**EXERCISE AIM**
Find the line containing "Tag a point on every instance of the patch". Retype it and every line after it through the end of the entries, exactly as written, with nothing added.

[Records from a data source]
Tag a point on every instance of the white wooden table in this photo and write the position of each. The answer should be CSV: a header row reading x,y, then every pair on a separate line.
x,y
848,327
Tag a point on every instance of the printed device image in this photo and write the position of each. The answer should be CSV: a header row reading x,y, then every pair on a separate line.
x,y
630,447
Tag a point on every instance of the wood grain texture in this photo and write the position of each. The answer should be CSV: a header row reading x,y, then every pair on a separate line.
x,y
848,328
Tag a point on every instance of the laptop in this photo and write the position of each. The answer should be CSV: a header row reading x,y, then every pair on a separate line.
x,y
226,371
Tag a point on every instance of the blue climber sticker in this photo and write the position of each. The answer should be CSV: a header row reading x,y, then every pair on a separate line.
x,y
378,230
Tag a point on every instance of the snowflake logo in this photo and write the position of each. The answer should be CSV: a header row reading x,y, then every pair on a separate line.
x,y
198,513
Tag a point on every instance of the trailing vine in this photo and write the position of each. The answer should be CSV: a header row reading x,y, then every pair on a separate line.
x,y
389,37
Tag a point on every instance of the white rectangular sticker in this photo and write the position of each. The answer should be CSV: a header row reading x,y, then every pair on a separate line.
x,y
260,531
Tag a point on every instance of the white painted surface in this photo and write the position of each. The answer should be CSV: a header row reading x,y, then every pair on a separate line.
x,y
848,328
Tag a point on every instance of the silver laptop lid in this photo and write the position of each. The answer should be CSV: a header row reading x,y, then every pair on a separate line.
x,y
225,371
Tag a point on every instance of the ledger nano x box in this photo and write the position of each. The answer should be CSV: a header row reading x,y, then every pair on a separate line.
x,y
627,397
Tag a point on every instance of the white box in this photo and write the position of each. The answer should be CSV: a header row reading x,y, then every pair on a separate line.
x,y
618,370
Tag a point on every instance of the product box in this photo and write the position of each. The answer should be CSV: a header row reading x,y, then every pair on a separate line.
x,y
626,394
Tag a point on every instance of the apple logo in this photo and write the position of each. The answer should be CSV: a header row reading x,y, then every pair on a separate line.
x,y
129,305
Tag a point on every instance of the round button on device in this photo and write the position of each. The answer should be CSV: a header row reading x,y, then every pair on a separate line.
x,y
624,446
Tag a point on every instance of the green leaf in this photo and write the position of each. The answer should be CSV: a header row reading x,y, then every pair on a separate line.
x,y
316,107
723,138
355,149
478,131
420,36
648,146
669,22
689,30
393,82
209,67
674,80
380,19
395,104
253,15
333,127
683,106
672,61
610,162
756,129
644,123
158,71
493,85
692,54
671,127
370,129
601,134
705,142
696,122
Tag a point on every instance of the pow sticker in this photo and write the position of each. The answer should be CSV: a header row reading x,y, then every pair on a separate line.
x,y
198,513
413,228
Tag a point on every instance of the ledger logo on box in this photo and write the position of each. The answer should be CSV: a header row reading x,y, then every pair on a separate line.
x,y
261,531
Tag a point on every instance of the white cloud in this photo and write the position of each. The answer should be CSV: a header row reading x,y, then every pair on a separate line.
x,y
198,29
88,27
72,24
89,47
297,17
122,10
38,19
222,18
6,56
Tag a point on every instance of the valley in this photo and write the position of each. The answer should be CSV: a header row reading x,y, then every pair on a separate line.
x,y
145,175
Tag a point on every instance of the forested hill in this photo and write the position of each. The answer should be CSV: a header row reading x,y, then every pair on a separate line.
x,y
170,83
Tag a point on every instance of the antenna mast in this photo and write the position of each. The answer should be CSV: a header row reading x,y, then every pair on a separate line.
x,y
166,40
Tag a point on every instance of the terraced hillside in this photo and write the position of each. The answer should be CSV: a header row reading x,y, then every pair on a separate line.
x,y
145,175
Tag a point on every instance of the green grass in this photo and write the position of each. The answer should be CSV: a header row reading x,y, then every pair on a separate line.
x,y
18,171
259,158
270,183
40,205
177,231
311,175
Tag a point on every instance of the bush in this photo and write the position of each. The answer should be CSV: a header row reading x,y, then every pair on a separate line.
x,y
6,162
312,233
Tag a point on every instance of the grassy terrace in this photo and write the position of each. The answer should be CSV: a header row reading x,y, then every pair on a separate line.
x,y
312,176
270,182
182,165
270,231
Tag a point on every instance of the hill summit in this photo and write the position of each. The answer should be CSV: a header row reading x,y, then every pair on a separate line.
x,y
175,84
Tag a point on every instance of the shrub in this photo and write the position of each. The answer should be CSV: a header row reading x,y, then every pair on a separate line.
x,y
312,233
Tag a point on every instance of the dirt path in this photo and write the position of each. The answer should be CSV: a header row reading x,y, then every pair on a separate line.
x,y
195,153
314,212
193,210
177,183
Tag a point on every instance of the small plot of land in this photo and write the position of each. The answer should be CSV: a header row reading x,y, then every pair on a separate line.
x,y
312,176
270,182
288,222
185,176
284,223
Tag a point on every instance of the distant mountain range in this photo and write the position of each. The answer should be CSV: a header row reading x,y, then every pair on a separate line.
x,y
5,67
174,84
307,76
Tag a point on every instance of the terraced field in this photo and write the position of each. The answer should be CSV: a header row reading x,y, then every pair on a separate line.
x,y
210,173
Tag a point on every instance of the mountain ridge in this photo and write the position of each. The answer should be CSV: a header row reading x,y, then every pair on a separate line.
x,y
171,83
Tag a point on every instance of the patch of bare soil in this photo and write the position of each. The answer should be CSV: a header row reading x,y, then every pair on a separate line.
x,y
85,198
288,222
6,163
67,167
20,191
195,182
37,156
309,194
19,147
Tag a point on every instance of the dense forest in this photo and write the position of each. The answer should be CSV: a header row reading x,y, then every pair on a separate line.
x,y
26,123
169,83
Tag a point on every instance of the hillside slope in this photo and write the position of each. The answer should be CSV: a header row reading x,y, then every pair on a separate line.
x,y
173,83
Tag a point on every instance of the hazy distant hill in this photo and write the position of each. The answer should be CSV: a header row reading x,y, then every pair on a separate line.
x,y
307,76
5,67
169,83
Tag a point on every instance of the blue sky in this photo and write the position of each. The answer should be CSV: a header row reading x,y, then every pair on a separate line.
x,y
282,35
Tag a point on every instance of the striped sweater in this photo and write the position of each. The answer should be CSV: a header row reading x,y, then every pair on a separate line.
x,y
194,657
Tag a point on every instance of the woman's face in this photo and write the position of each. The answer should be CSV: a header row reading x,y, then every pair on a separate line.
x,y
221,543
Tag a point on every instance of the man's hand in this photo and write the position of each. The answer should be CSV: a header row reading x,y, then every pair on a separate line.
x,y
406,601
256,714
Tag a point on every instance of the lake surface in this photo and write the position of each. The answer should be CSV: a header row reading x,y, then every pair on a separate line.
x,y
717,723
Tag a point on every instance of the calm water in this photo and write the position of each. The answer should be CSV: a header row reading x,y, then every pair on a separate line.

**FINAL RESULT**
Tag a point on every instance of the patch of bare soil in this photo and write the position of each. The answer should be CSV: a header row reading x,y, then every pair on a separate line.
x,y
85,198
288,222
6,163
67,167
20,191
195,182
37,156
309,194
19,147
Tag a point on every instance of the dense forest in this photo and write the position of each. The answer should be CSV: a header row reading x,y, then every pair on a separate line.
x,y
26,123
169,83
Tag a point on every instance of the hillside slope in this photo and write the position of each. The answer should be CSV: a header row reading x,y, then every pair on a separate line.
x,y
173,83
Tag a point on every instance of the hazy distant hill in this photo and write the position of each. The answer should be CSV: a header row reading x,y, then every pair on a separate line.
x,y
307,76
5,67
169,83
Tag a point on every instance of the blue sky in this photo and write the position of each. The answer should be CSV: a header row reading x,y, then every pair on a separate line.
x,y
282,35
Tag a point on every instance of the striped sweater in this photo and write the position of each. The answer should be CSV: a header row reading x,y, then every pair on a separate line.
x,y
194,657
Tag a point on every instance of the woman's face in this photo and write the position of each. The answer should be CSV: a header row reading x,y, then every pair on a separate line.
x,y
221,543
Tag a point on every instance of the man's hand in this photo and write the position of each. The answer should be CSV: a header row reading x,y, then every pair on a separate line.
x,y
406,601
256,714
Tag a point on every instance of the lake surface in this photo and write the position of each. The answer should be CSV: a header row reading x,y, then every pair on a separate line.
x,y
717,723
Tag a point on every instance of the calm water in this photo and write the position of each. The answer should be CSV: a header row reading x,y, then every pair on a separate line.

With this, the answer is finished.